A figura ao lado é um modelo, gerado por computador, de um cristal de proteína essencial ao parasita que causa a doença de Chagas, que afeta o coração e o trato intestinal. Pode-se, a partir do conhecimento de sua estrutura cristalina, projetar medicamentos que interagem com a proteína para inibir sua função, curando a doença.
Medicamentos baseados na estrutura das proteínas, estão sendo utilizados para o tratamento de doenças como AIDS, câncer e diabetes.

Outra área da biologia que se beneficia da microgravidade é a cultura de células e tecidos. A  cultura de tecidos humanos, tanto normais como cancerosos, é uma grande promessa para aplicações médicas como, por exemplo, transplante de tecido em queimados. Entretanto, com os métodos convencionais da Terra, efeitos de fluxo e sedimentação separam as células uma das outras, limitando o número de células disponíveis para agregação. Em microgravidade estes efeitos não ocorrem podendo tornar possível, no futuro, a produção de tecidos com estados de maturação mais semelhantes aos encontrados no corpo humano.

Combustão é a reação química auto-sustentável que libera uma considerável quantidade de calor. Para que ela aconteça é necessária a existência de três fatores: combustível, oxidante e ignição. Seu perfeito entendimento é importante para resolver problemas de poluição, aquecimento global, explosões, etc., e para otimizar processos de produção de energia, meios de transporte em geral e em propulsão de espaçonaves. A microgravidade pode ajudar a entender fenômenos de combustão relacionados à forças dependentes da gravidade, tais como fluxos convectivos e sedimentação.

A seqüência ao lado, obtida em um experimento a bordo na MIR, mostra a chama de uma vela queimando em microgravidade. A chama tem um comportamento diferente daquele na Terra, pois num ambiente microgravitacional não existem fluxos convectivos para transportar para o topo da vela os produtos mais quentes (menos densos) da combustão (dióxido de carbono, fuligem e vapor de água), formados na base da vela e, ao mesmo tempo, para precipitar os elementos mais frios (mais densos), como o oxigênio, para sua base. Em microgravidade o transporte dos produtos da combustão e dos oxidantes, ocorrem de forma muita mais lenta, através de processos de difusão molecular. O resultado é uma queima mais lenta, com a chama exibindo um formato mais esférico do que na Terra.

DESCRIÇÃO DA TAREFA:
Reescreva o trecho do texto sobre pesquisas em microgravidade que vai de "Outra área da" até "no corpo humano.", substituindo "microgravidade" por "gravidade reduzida" em todas as ocorrências. As linhas não têm nenhuma relação com o texto sobre pesquisas em microgravidade.

DADOS DO EXERCÍCIO:
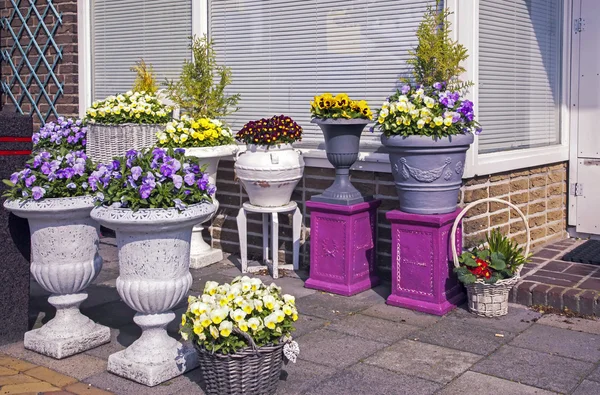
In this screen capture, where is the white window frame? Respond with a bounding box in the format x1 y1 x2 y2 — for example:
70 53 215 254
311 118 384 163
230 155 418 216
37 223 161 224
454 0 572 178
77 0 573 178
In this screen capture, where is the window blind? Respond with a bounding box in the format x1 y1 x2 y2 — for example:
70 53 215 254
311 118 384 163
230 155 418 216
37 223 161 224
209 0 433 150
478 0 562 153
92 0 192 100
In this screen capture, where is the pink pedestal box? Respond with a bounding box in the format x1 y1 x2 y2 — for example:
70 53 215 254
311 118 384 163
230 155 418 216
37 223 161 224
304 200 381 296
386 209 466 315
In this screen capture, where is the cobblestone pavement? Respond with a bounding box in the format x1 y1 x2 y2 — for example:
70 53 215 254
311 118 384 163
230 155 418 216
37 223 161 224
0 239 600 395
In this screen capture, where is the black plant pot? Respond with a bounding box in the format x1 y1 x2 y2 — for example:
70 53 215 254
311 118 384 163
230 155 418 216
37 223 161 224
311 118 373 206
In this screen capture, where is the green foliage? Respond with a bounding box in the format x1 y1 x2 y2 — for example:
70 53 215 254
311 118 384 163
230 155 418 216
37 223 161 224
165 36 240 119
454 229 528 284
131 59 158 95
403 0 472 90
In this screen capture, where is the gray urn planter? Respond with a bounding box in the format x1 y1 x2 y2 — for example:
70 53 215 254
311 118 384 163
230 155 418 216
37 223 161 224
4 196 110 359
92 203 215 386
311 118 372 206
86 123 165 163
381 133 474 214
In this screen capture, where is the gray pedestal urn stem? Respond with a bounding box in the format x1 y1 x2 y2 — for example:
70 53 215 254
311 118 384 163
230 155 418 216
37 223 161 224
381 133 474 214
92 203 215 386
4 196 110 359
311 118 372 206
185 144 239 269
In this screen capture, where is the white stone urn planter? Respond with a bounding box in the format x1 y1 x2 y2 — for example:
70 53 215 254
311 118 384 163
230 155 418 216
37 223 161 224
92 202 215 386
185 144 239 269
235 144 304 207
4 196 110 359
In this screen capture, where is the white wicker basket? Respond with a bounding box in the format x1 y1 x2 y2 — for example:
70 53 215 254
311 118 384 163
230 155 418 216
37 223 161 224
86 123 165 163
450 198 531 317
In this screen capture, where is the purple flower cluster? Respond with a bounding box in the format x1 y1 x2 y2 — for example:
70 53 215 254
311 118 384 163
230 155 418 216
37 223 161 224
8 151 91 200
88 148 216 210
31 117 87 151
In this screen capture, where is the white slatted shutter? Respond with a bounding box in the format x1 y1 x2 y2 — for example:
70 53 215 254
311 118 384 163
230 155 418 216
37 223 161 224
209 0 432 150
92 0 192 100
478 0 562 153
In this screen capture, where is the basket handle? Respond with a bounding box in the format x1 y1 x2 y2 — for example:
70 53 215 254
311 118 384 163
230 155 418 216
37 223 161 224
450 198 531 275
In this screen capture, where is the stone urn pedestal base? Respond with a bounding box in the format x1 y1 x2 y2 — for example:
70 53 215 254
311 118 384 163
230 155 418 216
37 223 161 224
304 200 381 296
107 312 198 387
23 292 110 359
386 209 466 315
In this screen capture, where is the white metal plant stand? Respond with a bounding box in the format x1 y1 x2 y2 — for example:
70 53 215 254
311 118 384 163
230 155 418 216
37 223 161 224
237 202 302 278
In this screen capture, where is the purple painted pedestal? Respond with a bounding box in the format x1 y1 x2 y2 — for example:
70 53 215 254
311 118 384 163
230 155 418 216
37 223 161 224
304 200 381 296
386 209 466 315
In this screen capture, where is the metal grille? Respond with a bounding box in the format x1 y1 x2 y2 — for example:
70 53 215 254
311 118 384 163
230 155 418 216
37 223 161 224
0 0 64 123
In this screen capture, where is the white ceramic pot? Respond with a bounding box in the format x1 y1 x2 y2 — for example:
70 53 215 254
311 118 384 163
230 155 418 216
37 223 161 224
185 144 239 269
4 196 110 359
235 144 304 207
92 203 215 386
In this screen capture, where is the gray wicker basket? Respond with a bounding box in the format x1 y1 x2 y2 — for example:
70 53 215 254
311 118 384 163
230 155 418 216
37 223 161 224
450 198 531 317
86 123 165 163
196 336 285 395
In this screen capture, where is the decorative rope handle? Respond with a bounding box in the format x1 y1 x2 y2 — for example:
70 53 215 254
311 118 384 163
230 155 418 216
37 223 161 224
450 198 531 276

SOLUÇÃO DO EXERCÍCIO:
Outra área da biologia que se beneficia da gravidade reduzida é a cultura de células e tecidos. A  cultura de tecidos humanos, tanto normais como cancerosos, é uma grande promessa para aplicações médicas como, por exemplo, transplante de tecido em queimados. Entretanto, com os métodos convencionais da Terra, efeitos de fluxo e sedimentação separam as células uma das outras, limitando o número de células disponíveis para agregação. Em gravidade reduzida estes efeitos não ocorrem podendo tornar possível, no futuro, a produção de tecidos com estados de maturação mais semelhantes aos encontrados no corpo humano.